WHAT IS NEEDED :: Within the listing, each line that has the string "face" should be copied.

************

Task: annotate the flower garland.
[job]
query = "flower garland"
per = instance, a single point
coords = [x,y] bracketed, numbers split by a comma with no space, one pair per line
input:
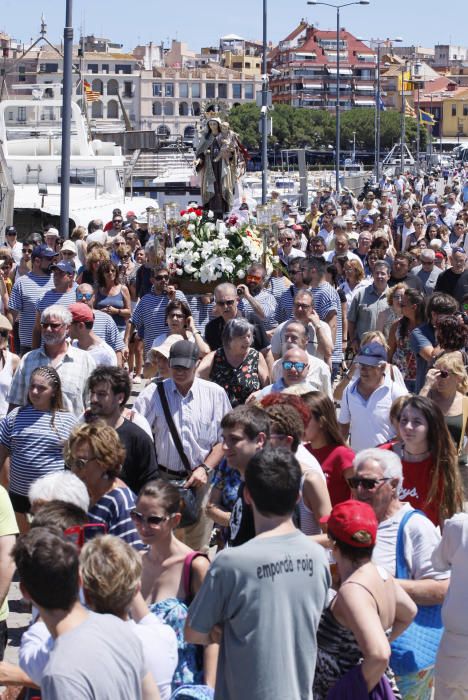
[215,252]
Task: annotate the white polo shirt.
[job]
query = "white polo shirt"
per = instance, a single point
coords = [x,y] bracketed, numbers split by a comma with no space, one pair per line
[369,419]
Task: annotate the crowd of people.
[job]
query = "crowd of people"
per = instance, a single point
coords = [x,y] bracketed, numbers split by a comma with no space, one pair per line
[280,512]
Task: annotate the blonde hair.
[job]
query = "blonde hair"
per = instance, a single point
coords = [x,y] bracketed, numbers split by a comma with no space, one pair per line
[97,254]
[454,362]
[104,443]
[111,573]
[374,336]
[401,286]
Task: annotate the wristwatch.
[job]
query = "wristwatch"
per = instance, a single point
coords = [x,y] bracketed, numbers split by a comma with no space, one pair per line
[205,467]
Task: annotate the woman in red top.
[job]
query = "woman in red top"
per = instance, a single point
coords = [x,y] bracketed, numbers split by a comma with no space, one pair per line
[324,440]
[431,478]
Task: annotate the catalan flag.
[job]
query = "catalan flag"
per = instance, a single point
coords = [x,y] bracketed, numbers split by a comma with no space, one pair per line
[91,95]
[409,111]
[426,118]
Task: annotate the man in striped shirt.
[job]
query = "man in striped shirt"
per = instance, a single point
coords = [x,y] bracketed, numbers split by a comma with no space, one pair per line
[26,292]
[104,325]
[63,293]
[197,408]
[148,316]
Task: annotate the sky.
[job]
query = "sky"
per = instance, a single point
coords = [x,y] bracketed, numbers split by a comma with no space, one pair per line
[417,22]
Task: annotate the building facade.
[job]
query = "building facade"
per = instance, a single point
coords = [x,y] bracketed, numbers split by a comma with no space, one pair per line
[307,61]
[173,99]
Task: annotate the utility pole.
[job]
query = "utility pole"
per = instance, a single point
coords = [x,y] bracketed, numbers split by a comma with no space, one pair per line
[66,121]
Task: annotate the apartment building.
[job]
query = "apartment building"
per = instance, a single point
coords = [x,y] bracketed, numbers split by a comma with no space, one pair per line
[307,61]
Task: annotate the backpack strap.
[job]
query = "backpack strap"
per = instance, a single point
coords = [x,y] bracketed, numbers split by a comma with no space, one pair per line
[187,573]
[402,570]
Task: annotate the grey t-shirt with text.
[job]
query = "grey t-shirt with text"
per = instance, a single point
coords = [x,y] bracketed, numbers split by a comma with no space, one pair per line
[268,594]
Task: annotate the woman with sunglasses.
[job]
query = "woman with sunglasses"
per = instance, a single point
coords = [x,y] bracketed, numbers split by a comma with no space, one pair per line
[447,385]
[172,575]
[95,454]
[112,297]
[431,477]
[33,437]
[179,320]
[236,365]
[369,609]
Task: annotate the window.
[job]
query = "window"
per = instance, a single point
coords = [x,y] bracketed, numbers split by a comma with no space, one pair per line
[248,91]
[123,68]
[48,67]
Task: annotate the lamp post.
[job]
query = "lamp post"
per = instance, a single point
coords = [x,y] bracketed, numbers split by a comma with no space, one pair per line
[264,108]
[66,121]
[378,97]
[337,125]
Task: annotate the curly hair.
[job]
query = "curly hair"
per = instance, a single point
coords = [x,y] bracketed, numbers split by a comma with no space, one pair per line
[111,572]
[444,457]
[279,399]
[103,441]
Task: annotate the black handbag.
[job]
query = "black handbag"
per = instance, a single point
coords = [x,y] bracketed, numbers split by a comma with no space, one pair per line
[190,504]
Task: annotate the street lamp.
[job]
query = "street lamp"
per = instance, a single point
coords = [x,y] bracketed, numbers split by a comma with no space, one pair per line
[338,125]
[378,99]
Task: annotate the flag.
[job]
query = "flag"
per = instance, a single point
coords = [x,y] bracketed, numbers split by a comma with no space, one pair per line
[409,111]
[426,118]
[91,95]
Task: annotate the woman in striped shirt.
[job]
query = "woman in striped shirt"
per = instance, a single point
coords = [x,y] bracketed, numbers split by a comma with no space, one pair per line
[95,454]
[33,437]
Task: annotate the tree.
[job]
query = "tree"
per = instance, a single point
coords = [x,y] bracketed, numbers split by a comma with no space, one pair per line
[300,127]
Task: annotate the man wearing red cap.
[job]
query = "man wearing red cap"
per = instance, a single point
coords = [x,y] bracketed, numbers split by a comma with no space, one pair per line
[81,332]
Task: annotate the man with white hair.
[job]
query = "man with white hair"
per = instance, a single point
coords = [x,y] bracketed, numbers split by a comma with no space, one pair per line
[366,402]
[58,486]
[72,364]
[427,270]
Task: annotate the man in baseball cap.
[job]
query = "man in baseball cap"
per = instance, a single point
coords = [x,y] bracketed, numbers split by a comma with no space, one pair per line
[81,331]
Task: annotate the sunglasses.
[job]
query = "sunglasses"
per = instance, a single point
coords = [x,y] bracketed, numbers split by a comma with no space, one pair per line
[54,326]
[298,366]
[151,520]
[368,484]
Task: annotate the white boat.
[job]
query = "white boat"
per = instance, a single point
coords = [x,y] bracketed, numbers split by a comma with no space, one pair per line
[30,136]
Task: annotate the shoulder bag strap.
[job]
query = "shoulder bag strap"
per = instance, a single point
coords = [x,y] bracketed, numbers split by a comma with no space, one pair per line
[172,428]
[401,565]
[464,420]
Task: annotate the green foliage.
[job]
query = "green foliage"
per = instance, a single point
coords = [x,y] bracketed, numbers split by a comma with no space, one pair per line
[296,127]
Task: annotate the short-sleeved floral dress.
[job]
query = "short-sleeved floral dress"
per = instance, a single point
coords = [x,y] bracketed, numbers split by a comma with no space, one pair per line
[238,382]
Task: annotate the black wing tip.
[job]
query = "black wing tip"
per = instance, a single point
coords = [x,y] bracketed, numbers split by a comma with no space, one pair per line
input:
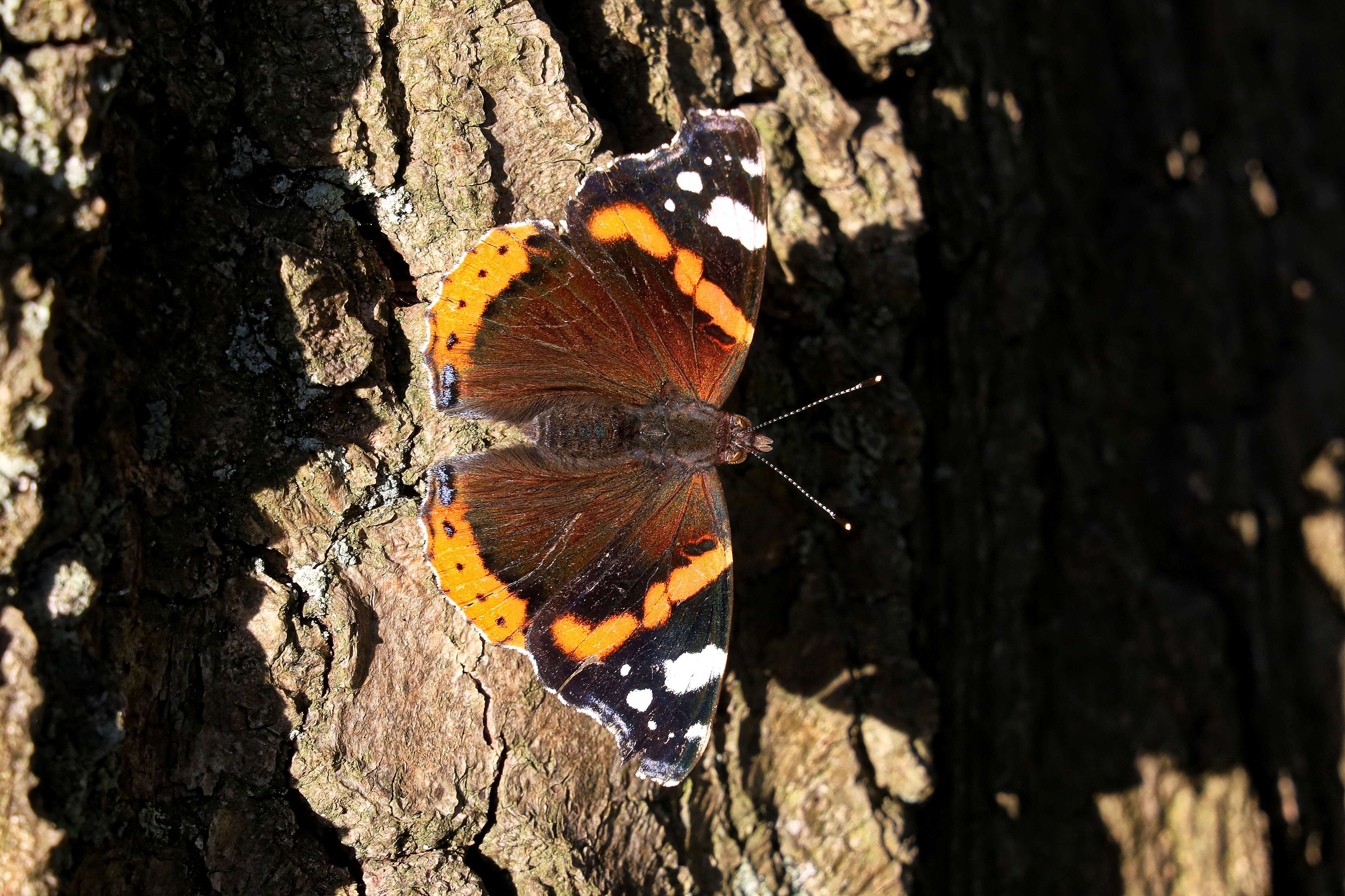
[665,773]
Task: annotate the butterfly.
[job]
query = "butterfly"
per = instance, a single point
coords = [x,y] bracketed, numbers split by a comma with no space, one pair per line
[602,548]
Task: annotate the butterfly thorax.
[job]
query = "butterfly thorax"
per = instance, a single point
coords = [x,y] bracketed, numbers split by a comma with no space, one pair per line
[666,431]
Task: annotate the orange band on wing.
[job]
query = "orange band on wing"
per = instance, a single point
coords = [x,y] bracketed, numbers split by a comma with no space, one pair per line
[580,641]
[724,314]
[454,552]
[455,318]
[687,271]
[629,221]
[685,583]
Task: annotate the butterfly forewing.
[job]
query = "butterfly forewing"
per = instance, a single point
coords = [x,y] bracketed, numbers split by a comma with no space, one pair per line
[687,227]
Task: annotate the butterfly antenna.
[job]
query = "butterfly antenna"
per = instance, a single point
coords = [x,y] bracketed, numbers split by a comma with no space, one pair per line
[872,381]
[804,492]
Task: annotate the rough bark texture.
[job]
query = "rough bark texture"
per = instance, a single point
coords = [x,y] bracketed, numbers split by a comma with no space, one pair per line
[1087,637]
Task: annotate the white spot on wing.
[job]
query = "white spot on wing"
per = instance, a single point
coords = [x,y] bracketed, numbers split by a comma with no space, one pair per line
[689,181]
[641,699]
[736,223]
[692,672]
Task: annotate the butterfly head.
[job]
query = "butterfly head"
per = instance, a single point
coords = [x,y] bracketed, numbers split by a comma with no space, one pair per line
[740,440]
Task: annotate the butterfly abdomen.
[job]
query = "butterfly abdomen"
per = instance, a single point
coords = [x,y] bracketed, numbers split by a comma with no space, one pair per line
[585,431]
[664,433]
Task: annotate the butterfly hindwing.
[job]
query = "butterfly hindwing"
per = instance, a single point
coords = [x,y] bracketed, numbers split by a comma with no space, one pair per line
[616,582]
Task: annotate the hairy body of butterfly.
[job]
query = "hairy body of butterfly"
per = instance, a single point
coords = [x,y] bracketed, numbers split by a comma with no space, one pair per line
[602,549]
[670,431]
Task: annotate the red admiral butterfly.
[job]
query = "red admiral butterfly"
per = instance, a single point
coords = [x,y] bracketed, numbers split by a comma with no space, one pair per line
[602,549]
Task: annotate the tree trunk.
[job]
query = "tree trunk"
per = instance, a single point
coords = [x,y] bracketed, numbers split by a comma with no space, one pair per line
[1086,638]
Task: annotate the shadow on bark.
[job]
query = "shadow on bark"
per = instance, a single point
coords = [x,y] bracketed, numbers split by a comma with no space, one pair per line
[181,391]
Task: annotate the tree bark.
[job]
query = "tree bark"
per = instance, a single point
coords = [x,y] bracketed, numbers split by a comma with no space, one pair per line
[1086,638]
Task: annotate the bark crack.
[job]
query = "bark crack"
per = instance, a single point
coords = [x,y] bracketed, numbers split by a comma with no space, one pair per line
[395,93]
[495,880]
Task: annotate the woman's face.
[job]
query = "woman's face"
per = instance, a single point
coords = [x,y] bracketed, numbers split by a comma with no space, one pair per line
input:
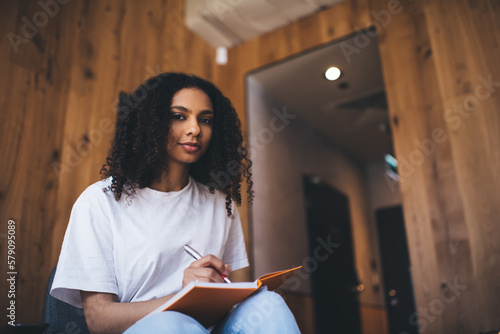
[191,126]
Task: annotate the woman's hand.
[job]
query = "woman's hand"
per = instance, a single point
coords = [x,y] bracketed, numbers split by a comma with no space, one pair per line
[203,270]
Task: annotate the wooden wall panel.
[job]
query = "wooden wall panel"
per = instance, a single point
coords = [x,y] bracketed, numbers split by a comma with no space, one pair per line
[450,232]
[465,36]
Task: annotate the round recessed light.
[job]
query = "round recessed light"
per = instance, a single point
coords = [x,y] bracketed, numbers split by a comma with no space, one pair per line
[333,73]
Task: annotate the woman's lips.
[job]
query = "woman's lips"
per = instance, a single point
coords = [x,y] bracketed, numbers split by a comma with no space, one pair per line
[190,148]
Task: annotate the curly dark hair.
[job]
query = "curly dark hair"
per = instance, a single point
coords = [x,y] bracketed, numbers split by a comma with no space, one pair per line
[139,150]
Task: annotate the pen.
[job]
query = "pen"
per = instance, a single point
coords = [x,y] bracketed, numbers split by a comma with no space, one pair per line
[191,251]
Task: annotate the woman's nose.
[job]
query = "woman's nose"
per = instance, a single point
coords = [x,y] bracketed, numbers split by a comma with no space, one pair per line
[192,127]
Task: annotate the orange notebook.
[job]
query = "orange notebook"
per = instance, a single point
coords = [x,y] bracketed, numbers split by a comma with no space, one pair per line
[209,302]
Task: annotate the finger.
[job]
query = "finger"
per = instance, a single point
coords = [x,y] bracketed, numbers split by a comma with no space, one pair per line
[210,274]
[215,262]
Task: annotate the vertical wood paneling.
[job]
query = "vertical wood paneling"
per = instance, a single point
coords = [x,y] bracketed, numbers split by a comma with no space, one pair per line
[465,37]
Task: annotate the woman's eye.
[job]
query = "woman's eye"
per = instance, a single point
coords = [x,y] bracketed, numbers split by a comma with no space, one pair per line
[177,116]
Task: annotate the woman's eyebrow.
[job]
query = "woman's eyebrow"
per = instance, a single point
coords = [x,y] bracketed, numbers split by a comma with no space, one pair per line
[207,111]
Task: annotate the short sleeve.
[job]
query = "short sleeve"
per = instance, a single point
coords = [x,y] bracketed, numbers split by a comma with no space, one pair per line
[86,261]
[235,253]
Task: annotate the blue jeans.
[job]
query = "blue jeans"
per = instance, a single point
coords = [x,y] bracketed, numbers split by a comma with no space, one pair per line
[263,312]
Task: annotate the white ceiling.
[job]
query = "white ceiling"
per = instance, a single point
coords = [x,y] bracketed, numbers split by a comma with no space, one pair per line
[230,22]
[350,118]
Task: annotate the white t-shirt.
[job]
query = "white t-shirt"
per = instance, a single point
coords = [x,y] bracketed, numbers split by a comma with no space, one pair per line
[134,247]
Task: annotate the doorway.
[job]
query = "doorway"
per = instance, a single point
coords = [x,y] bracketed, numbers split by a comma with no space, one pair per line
[334,283]
[396,270]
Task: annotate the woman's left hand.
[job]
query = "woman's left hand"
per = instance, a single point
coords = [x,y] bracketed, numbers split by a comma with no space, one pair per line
[205,270]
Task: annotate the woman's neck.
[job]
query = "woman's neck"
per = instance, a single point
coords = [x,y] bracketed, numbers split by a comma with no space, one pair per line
[177,178]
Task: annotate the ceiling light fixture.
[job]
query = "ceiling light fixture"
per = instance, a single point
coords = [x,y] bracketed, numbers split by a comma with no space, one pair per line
[333,73]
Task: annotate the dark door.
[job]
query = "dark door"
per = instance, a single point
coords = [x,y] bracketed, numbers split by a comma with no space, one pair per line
[334,281]
[396,271]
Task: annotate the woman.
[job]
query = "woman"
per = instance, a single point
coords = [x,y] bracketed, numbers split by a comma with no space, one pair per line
[172,177]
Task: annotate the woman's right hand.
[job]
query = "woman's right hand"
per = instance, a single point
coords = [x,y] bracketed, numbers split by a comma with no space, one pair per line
[204,270]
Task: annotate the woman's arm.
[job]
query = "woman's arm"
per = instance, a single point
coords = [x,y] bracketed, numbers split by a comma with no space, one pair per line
[104,314]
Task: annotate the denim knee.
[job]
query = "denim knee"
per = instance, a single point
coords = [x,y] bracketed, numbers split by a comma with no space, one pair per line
[167,322]
[266,311]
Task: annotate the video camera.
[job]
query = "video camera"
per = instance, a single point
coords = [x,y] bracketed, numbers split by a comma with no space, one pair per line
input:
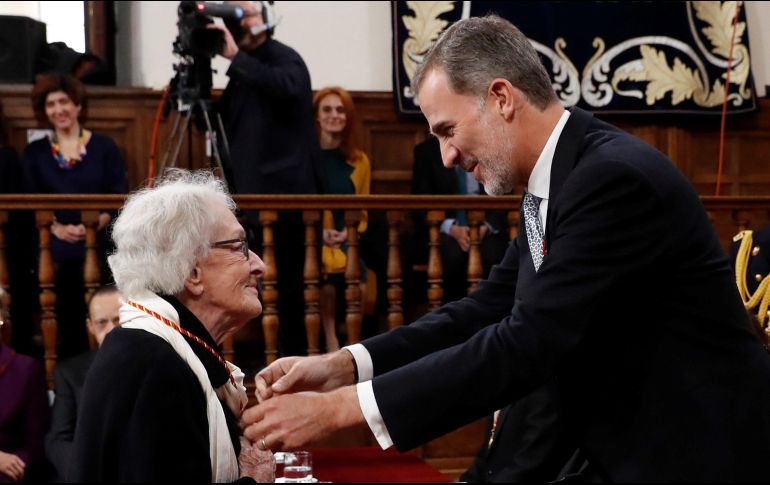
[196,44]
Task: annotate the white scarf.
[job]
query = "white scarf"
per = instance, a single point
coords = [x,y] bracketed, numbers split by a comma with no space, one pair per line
[224,463]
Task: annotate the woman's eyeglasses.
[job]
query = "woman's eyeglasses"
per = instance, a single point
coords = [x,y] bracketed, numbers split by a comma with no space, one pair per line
[243,248]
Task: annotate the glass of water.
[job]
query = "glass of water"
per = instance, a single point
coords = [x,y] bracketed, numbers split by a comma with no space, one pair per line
[298,467]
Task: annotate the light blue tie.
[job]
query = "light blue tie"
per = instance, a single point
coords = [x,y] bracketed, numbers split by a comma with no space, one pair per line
[535,236]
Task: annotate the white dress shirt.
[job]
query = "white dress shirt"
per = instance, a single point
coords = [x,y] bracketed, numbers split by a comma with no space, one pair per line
[539,184]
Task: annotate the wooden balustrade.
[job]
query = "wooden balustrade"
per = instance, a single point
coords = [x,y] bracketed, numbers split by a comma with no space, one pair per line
[728,214]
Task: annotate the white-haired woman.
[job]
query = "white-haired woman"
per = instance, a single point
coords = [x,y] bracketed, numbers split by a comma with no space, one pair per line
[160,403]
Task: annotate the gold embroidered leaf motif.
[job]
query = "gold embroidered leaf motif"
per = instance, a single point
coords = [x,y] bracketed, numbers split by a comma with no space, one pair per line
[719,16]
[423,30]
[679,79]
[425,26]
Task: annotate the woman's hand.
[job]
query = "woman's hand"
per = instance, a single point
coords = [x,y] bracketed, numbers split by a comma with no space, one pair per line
[255,463]
[334,238]
[12,466]
[71,233]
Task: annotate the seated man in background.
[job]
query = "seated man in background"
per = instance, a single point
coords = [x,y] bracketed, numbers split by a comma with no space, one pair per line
[430,177]
[69,376]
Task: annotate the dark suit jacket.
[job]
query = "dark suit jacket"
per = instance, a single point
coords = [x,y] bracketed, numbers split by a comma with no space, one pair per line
[672,391]
[530,442]
[69,377]
[267,109]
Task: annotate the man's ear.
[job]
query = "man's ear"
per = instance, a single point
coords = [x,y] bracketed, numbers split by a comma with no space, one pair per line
[193,283]
[505,97]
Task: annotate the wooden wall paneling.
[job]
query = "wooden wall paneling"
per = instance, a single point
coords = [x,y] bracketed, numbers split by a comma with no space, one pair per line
[692,142]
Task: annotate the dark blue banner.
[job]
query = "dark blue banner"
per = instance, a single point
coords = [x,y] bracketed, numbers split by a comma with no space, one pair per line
[604,56]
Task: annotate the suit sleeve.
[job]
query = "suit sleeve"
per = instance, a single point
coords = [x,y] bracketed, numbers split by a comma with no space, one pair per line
[608,228]
[58,441]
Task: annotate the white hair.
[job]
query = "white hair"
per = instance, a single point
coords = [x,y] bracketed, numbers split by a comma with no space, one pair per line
[162,231]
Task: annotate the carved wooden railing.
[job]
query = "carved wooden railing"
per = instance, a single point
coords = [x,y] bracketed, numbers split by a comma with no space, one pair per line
[728,214]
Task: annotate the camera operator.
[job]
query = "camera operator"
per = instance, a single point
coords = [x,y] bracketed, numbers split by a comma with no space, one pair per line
[267,110]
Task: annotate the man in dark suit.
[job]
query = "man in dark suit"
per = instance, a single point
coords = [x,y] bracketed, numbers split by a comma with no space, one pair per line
[430,177]
[70,375]
[523,441]
[670,391]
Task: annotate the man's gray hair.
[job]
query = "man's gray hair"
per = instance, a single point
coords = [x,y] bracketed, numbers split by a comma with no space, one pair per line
[474,51]
[162,231]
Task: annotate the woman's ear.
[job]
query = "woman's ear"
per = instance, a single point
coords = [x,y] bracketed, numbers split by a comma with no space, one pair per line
[193,283]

************

YOUR SOLUTION ::
Task: annotate the woman's face.
query = "woman's face"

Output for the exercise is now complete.